[Problem] Transcribe only the part of the listing below that begins at the line containing "Category: cab door" and runs to its final line, keeping both ends.

[Data under study]
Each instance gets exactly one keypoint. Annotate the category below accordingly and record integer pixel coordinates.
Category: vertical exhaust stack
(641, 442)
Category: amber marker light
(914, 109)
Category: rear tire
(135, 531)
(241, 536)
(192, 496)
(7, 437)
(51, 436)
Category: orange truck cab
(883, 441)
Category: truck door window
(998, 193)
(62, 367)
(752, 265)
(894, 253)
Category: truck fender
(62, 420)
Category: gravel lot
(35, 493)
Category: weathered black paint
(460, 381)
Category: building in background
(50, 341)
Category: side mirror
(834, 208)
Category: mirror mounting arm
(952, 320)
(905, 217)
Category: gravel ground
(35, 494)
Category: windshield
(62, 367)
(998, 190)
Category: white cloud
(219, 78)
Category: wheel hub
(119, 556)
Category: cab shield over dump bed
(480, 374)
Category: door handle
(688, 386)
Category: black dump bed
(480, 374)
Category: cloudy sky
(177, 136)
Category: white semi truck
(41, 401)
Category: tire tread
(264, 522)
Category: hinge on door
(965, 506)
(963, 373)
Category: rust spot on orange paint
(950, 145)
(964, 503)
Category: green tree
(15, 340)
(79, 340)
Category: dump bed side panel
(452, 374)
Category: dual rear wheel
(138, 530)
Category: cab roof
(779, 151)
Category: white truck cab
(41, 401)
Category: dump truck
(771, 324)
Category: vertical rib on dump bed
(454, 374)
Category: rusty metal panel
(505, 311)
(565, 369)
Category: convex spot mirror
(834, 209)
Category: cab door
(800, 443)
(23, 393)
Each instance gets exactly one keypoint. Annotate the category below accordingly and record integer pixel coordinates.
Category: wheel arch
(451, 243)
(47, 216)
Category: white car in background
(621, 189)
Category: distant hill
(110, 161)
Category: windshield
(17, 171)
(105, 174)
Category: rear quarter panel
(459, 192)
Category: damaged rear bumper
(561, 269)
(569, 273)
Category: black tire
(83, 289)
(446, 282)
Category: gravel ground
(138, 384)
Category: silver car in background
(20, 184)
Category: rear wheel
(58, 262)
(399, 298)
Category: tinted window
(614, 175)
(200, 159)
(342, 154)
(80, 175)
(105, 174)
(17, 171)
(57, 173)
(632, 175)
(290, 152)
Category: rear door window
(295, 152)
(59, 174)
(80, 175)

[Exercise result]
Category: cab door
(800, 443)
(23, 393)
Each instance gets exactly one keypoint. Annotate the category below accordingly and record integer pixel coordinates.
Category: wheel arch
(451, 243)
(47, 216)
Category: white car in background
(621, 189)
Category: distant hill
(110, 161)
Category: windshield
(17, 171)
(105, 174)
Category: rear quarter panel
(459, 192)
Category: damaged rear bumper
(561, 269)
(569, 273)
Category: black tire
(83, 289)
(446, 282)
Category: gravel ground
(138, 384)
Category: silver car in background
(20, 184)
Category: rear wheel
(58, 262)
(399, 298)
Category: tinted window
(614, 175)
(200, 159)
(342, 154)
(80, 175)
(105, 174)
(17, 171)
(57, 173)
(632, 175)
(290, 152)
Category: rear door window
(295, 152)
(59, 174)
(80, 175)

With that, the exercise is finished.